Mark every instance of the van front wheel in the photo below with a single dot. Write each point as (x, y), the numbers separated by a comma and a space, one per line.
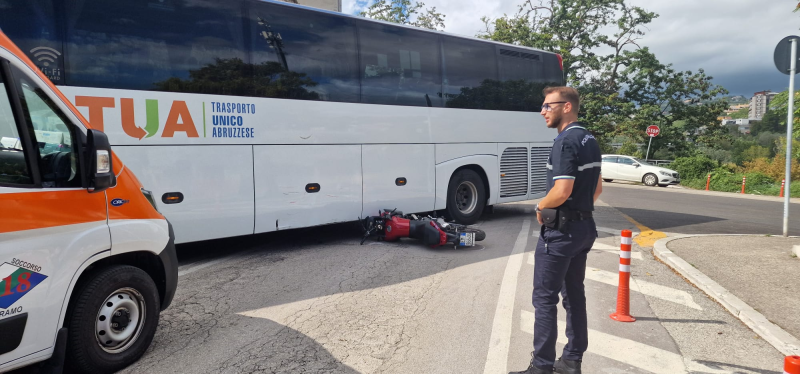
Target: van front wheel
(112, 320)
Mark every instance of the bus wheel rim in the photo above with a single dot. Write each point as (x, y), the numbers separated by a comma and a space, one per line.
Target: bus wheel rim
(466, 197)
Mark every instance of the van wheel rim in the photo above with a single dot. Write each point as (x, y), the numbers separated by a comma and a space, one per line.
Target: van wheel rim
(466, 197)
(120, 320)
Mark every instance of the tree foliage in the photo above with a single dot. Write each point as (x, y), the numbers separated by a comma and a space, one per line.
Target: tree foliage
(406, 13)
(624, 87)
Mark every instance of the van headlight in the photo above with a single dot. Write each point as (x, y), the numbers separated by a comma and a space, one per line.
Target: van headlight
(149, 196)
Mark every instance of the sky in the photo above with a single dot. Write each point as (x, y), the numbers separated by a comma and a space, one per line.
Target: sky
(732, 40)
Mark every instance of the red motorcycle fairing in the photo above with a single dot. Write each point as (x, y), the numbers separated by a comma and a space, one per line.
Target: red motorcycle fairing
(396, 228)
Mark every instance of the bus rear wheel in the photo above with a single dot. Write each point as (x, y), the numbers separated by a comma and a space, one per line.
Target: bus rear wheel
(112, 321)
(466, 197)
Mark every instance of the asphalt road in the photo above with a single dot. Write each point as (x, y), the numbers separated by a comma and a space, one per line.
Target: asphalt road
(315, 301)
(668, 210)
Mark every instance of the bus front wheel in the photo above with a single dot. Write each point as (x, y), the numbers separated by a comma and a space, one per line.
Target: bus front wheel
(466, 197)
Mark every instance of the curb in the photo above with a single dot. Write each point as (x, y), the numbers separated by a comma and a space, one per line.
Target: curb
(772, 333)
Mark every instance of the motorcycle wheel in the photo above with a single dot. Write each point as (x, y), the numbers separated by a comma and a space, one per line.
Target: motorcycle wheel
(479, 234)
::::::
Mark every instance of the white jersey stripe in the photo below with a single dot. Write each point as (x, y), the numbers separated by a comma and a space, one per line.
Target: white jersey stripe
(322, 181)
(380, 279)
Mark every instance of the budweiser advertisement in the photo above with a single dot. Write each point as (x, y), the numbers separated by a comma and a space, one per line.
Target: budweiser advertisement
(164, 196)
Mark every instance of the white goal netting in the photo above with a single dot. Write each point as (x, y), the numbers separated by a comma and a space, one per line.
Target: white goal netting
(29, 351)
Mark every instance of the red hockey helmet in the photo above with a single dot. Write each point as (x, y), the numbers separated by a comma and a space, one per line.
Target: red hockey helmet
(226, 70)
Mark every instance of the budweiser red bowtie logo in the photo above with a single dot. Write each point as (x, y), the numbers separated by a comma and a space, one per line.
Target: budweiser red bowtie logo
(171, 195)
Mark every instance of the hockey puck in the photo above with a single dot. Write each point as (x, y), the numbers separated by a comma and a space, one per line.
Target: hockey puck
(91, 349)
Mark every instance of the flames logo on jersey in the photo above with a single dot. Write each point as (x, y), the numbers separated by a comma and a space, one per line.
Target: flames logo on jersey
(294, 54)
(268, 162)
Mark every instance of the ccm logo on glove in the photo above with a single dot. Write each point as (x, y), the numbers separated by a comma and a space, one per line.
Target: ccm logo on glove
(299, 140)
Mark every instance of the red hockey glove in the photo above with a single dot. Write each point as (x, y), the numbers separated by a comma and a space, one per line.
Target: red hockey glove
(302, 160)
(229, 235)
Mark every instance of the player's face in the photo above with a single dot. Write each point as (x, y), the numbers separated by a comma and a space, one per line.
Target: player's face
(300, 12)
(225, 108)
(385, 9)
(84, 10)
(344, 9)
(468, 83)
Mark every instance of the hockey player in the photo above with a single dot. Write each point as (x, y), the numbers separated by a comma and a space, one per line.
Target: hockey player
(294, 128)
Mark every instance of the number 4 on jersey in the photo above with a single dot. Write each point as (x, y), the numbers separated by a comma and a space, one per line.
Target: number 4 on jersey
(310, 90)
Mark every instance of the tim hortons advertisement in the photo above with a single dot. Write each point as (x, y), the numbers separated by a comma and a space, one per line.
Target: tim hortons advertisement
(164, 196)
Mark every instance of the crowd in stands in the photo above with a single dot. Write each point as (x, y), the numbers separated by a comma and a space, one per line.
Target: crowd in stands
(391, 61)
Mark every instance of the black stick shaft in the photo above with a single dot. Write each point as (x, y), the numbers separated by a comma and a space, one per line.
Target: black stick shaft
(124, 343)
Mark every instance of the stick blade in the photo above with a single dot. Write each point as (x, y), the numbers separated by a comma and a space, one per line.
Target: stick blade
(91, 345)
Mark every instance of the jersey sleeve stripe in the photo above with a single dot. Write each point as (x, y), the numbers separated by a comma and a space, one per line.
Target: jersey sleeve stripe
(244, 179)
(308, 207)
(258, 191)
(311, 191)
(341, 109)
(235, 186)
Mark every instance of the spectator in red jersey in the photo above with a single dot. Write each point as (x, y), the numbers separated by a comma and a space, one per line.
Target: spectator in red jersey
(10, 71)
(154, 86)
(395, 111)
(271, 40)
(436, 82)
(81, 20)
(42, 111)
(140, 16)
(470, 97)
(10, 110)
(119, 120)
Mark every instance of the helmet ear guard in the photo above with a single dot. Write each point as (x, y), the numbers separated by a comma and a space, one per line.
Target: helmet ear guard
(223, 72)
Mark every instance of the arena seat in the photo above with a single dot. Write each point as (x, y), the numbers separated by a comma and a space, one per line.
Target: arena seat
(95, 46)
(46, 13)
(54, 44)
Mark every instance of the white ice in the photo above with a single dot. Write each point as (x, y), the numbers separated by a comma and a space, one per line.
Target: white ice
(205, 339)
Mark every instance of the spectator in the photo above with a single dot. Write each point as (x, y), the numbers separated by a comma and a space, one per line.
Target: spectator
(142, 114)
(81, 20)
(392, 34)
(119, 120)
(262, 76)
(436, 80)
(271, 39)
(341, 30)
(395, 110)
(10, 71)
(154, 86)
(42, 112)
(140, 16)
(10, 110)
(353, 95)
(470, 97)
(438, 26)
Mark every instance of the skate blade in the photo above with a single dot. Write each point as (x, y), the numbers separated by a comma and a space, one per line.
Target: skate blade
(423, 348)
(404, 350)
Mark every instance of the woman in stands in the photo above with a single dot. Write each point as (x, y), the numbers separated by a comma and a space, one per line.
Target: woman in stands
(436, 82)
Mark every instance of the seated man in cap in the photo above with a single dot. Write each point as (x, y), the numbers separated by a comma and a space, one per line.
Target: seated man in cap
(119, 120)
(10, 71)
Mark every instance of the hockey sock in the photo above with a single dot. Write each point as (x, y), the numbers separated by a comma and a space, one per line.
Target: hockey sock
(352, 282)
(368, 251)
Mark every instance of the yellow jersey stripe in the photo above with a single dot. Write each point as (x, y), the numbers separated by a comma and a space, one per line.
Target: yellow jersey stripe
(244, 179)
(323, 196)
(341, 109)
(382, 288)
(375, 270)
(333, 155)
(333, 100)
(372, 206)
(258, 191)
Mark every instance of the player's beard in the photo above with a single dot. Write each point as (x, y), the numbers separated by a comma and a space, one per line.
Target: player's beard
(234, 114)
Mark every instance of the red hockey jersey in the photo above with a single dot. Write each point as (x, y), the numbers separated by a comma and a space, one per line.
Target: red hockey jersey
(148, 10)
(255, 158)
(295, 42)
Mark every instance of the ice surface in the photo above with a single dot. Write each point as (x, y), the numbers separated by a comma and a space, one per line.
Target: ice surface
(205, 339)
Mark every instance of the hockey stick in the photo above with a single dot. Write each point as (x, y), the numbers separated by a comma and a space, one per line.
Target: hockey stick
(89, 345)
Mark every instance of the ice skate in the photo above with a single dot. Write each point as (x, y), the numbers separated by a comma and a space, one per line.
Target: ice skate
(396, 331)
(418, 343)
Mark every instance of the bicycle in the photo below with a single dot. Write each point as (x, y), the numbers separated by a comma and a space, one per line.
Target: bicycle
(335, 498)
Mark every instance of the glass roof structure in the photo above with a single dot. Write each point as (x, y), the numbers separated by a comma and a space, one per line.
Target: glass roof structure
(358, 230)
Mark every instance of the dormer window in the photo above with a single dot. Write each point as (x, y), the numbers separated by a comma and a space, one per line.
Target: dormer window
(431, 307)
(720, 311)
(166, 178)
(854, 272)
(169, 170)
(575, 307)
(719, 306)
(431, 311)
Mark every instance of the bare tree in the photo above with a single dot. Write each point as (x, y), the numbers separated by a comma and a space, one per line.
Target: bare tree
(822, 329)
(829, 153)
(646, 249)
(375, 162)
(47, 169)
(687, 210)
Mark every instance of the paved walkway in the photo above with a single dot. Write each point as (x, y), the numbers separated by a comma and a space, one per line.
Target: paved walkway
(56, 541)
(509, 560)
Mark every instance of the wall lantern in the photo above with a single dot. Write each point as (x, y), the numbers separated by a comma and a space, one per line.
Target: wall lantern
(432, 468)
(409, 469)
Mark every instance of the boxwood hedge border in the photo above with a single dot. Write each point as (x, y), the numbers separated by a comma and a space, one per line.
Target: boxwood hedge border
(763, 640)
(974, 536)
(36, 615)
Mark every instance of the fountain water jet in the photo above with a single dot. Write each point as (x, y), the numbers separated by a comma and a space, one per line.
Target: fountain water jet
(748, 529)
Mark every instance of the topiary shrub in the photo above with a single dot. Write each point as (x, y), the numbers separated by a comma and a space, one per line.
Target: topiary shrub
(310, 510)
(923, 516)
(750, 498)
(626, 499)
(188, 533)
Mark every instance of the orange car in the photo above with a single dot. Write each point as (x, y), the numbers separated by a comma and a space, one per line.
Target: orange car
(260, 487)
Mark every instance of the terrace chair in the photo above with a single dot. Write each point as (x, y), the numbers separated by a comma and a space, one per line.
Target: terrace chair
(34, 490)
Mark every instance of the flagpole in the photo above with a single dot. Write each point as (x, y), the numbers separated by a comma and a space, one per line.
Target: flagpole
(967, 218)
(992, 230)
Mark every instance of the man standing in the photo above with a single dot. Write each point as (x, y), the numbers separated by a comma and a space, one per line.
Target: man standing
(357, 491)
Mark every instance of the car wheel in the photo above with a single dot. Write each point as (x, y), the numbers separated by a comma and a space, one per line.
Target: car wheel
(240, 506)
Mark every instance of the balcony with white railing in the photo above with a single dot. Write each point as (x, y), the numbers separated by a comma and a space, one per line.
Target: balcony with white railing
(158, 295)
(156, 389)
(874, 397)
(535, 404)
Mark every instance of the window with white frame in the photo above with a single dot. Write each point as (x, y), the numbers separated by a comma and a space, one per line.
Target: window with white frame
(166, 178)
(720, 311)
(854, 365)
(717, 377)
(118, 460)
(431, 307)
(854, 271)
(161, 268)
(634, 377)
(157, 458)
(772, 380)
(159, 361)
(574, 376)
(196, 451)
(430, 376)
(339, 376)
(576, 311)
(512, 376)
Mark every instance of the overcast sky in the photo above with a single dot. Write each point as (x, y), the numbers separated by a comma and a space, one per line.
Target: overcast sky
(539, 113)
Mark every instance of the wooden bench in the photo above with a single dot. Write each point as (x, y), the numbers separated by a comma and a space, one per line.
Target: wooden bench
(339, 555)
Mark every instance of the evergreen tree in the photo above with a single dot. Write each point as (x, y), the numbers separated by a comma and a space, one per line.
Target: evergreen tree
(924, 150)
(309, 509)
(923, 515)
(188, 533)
::::::
Return each line of the records above that contains the word "stick", copying every such line in full.

Mark every instance of the black stick shaft in the photo above with a single dot. Write each point as (x, y), the numbers separated by a comma and a space, one per line.
Target: black stick shaft
Mark every instance of the stick blade in the photo above with a single dot. Write each point as (x, y), the numbers separated by a comma and a space, one per line.
Target: stick blade
Mark every instance of the hockey stick in the photo above with a single dot. Write each point as (x, y), the numbers separated by a comma and a space, one per line.
Target: hockey stick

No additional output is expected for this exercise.